• Directions:
A verbatim copy of the line containing "In this exercise you will mark each instance of the window" and all lines after it, up to and including the final line of the records, is the only acceptable output.

═══ Provided data

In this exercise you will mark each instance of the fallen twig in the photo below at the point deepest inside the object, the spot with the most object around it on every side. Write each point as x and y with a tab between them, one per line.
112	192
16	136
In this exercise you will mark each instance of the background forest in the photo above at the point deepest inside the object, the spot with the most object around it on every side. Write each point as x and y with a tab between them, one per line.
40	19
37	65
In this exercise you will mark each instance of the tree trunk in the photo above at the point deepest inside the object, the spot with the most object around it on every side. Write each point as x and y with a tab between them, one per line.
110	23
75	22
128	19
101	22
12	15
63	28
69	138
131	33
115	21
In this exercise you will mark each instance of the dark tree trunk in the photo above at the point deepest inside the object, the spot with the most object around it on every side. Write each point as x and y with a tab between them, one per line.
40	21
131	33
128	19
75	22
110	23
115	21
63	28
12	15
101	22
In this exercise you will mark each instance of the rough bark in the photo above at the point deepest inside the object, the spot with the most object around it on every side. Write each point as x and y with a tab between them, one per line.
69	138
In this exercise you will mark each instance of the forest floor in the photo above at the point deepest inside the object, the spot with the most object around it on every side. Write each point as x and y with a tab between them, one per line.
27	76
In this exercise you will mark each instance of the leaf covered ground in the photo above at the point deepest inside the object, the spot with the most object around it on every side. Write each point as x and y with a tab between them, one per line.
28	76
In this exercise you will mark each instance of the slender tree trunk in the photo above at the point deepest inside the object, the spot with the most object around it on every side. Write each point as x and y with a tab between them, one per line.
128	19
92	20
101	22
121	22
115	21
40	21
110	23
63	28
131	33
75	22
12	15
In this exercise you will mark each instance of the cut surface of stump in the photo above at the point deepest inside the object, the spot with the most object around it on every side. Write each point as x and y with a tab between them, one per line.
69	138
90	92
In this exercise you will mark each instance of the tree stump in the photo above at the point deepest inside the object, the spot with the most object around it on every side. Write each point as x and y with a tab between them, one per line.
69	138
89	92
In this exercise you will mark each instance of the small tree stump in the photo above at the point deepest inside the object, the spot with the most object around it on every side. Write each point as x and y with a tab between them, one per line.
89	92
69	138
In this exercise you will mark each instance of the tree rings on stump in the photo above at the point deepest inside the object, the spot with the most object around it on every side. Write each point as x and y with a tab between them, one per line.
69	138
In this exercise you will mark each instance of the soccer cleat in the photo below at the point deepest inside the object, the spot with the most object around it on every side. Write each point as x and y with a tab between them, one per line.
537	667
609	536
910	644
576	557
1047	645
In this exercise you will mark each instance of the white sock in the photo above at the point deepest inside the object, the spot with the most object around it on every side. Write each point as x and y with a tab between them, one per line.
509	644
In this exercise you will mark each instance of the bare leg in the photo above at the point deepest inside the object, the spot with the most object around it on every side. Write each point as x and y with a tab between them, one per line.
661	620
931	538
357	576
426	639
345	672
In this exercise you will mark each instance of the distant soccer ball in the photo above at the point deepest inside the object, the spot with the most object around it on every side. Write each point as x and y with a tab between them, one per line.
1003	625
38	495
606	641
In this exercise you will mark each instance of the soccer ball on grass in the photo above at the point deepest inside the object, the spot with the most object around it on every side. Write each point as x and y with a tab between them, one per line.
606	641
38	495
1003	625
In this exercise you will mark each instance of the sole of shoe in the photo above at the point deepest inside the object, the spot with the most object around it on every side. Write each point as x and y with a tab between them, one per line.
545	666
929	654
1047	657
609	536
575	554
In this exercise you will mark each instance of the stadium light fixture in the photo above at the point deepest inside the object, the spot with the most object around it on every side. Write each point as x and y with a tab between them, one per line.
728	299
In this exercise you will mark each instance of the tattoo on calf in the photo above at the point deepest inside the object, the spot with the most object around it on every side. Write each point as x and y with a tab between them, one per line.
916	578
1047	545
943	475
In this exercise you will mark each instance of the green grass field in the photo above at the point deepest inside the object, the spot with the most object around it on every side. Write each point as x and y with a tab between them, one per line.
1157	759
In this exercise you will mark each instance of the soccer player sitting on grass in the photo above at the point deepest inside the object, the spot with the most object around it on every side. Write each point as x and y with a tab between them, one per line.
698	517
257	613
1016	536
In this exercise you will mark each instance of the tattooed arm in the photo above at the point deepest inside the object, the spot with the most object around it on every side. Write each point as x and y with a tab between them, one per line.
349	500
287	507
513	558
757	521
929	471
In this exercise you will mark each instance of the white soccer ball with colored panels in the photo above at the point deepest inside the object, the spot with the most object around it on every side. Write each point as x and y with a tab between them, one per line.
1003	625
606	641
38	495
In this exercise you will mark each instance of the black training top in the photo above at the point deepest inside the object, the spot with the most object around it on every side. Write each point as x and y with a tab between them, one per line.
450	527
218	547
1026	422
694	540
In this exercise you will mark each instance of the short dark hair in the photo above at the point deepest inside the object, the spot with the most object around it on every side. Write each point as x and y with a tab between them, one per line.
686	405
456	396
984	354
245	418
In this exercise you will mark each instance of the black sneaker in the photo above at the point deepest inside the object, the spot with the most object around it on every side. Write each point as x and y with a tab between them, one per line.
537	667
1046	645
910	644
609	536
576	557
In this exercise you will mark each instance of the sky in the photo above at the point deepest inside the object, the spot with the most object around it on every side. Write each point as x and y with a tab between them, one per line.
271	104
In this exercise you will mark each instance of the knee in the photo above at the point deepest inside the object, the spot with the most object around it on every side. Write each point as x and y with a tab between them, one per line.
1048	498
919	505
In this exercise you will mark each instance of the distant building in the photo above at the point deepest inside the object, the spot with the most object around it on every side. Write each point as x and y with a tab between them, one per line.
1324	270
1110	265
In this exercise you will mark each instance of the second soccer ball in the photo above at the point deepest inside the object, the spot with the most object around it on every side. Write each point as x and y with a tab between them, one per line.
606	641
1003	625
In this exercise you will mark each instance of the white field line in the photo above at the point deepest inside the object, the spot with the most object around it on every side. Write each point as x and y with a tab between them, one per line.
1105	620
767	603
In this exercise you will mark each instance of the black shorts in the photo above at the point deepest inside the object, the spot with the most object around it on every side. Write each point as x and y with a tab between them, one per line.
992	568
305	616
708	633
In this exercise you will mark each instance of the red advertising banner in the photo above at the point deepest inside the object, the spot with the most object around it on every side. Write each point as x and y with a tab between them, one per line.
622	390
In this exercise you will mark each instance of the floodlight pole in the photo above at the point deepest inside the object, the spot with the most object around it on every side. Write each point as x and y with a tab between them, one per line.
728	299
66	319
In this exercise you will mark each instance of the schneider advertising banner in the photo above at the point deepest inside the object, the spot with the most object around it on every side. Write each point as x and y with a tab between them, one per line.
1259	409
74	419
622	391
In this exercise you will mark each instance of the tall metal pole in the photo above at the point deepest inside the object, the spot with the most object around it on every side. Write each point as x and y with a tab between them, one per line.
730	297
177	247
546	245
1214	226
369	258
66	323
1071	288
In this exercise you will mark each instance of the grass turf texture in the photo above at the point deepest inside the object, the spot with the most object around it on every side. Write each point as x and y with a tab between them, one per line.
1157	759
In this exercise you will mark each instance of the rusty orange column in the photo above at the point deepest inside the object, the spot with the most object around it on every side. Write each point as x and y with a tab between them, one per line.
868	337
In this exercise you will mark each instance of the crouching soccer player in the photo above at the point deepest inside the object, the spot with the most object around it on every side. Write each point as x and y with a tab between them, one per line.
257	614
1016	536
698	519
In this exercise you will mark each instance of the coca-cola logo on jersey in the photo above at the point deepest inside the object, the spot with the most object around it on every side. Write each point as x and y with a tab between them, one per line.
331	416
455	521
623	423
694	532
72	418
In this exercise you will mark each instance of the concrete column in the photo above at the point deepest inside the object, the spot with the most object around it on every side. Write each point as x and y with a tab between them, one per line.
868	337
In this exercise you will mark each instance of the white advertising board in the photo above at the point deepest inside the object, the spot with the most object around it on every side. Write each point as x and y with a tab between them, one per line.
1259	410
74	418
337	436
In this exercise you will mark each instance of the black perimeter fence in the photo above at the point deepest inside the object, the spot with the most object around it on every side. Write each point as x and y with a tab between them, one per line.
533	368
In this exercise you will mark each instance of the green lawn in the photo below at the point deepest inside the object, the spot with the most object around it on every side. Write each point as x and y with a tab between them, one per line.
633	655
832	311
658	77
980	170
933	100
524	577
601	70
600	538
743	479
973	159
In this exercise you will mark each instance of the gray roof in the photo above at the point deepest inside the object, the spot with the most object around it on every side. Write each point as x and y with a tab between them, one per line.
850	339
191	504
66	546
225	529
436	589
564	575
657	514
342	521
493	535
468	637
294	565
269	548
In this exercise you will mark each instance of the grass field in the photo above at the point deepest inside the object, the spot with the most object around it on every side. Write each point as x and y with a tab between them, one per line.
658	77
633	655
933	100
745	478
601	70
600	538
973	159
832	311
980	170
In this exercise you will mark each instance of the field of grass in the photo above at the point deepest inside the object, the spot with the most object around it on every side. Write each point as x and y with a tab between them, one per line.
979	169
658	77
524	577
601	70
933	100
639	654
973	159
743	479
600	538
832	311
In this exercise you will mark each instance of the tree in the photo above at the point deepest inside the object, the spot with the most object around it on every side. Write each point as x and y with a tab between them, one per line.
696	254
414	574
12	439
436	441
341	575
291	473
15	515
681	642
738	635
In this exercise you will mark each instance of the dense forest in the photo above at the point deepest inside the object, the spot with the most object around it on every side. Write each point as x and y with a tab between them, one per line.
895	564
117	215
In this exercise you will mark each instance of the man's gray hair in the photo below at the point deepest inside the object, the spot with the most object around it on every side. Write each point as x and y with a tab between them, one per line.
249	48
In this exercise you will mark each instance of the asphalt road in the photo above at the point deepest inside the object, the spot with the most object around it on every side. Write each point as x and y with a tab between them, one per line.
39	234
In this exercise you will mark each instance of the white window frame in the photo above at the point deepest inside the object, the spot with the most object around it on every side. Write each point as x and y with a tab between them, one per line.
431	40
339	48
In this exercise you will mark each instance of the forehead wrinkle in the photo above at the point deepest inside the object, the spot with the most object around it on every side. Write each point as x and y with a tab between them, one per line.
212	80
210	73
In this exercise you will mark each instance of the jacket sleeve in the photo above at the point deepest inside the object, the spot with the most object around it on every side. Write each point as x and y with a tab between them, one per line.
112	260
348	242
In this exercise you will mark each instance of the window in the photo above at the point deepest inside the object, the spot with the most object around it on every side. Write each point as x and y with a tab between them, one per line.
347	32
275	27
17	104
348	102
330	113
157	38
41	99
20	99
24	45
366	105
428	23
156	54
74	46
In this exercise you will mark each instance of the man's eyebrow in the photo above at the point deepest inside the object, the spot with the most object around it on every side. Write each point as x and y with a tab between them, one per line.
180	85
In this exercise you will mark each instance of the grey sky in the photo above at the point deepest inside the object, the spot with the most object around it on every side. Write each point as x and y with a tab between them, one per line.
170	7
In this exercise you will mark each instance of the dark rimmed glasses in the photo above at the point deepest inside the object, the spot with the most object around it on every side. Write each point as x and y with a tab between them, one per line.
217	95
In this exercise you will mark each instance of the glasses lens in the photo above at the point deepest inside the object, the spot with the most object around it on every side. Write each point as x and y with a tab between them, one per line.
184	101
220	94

══════

• Problem solution:
In this exercise you will mark each instance of the window in the photo above at the point deepest inside the object, the spot with the most object around it on every side. Write each point as x and y with a tab between them, one per line.
347	32
275	27
17	104
348	102
330	113
157	38
41	99
20	99
24	45
366	105
428	23
156	54
74	46
In this exercise you will mark each instance of the man's eyebrow in the photo above at the point deepest inside the object, the spot with the most object around it on every side. Write each point as x and y with a tab between them, one per line.
180	85
In this exercise you will mark each instance of the grey sky in the photo above at the point deepest inside the object, the spot with the most object around it on every side. Write each point as x and y with a tab between them, one per line.
170	7
In this exercise you will mark each instance of the dark rimmed glasses in the photo above at the point deepest inside the object, the spot with the most object around it on every side. Write each point as x and y with a tab between them, one per line.
217	95
In this exercise you will mark each instance of the glasses lens in the photo above at the point deepest inside the object, the spot with the most object around it on every side. Write each point as x and y with a tab between them, one per line.
184	101
220	94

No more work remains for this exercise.